Records from a data collection
____
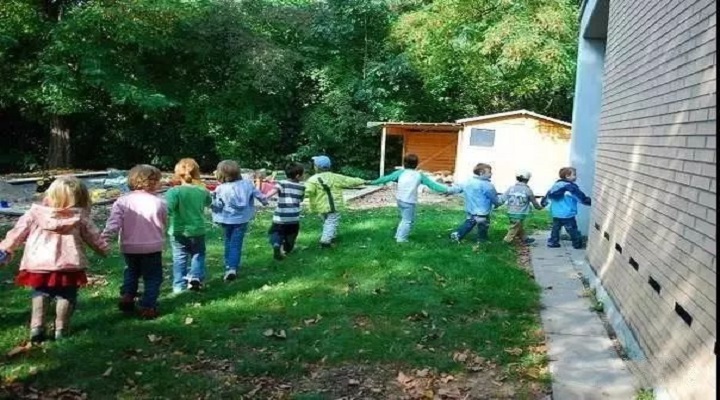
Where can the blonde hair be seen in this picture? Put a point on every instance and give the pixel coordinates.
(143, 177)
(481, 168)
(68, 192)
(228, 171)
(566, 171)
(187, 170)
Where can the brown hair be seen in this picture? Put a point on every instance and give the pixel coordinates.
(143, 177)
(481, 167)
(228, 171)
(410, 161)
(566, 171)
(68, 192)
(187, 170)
____
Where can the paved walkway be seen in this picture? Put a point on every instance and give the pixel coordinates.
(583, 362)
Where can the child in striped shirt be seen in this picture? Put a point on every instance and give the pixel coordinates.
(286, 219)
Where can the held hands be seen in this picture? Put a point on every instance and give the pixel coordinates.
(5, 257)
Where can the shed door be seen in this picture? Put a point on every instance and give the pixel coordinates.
____
WORK TO COMPLETE =
Which lines above run from the one containing "Where can the held" to the one containing "Where can the shed"? Give them again exactly, both ends included.

TASK OUTPUT =
Where can the held hands be seen in this picture? Put a point on every instance and give the pixel coordinates.
(5, 257)
Where can the shed door be seen in this picture? Put a point on every instance and give the pixel coordinates.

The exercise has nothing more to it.